# [Data to process]

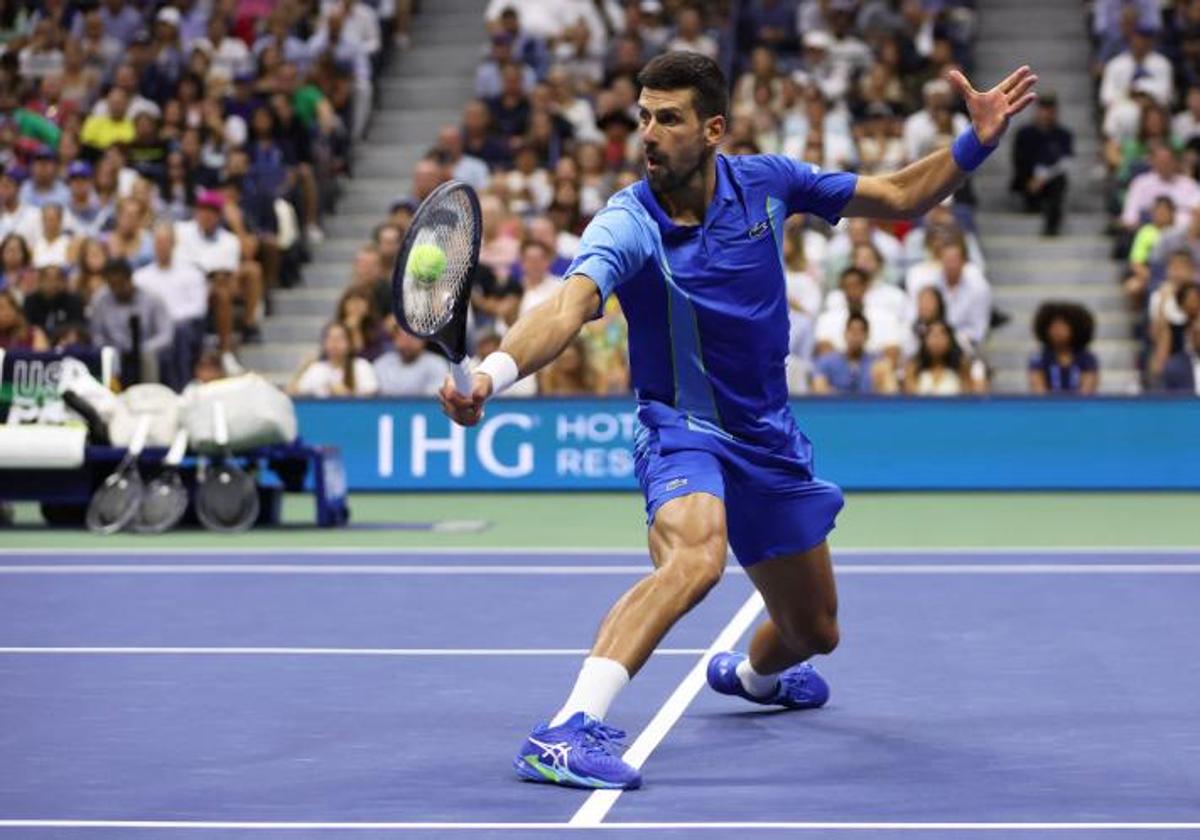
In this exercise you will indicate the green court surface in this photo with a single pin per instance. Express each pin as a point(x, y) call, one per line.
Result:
point(616, 521)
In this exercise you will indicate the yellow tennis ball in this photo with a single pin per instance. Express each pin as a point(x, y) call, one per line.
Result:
point(426, 263)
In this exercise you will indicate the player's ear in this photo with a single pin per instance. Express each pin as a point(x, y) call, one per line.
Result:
point(714, 130)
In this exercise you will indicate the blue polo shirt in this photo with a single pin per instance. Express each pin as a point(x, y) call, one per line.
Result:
point(707, 304)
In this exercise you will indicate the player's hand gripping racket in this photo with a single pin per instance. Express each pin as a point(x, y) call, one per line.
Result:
point(431, 281)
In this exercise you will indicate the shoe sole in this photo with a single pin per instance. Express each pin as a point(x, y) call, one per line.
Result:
point(549, 775)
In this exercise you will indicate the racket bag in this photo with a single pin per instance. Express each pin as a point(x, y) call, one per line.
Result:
point(257, 413)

# [Task objective]
Omit the pictures and reproduce the records above exactly.

# [Solution to the problem]
In this exercise you will indicate the green court surface in this photo with a single pin per instance. Express each pin as a point(x, y) call, one per line.
Result:
point(616, 521)
In this exercise you will indicate the yellow tennis ball in this photo with a single pin per instance. Express each pin as a point(x, y) call, one per line.
Result:
point(426, 263)
In this exercise you will indicate the player's ear in this photo with a single pin per instance. Express each pin as a point(x, y) call, one per line.
Result:
point(714, 130)
In this exercise you will indicate the blue polo shirt in this photo with a single pin per instance. Express each pin as a point(x, y) call, one per line.
Result:
point(707, 304)
In this exercise you will indicate the player's hand gripping racket in this photo with a single pin per instance. Express each pin as a point(x, y) call, one per line.
Result:
point(431, 281)
In this exercise you will indicate the shoe sole in this photo with a single pin per instance. Express each pin as a point(x, y) call, one per line.
Result:
point(549, 775)
In this exercise you will indicate the racket bag in this photo with a single pin per instance. Express each pin as a point(x, y) call, one per line.
Result:
point(257, 413)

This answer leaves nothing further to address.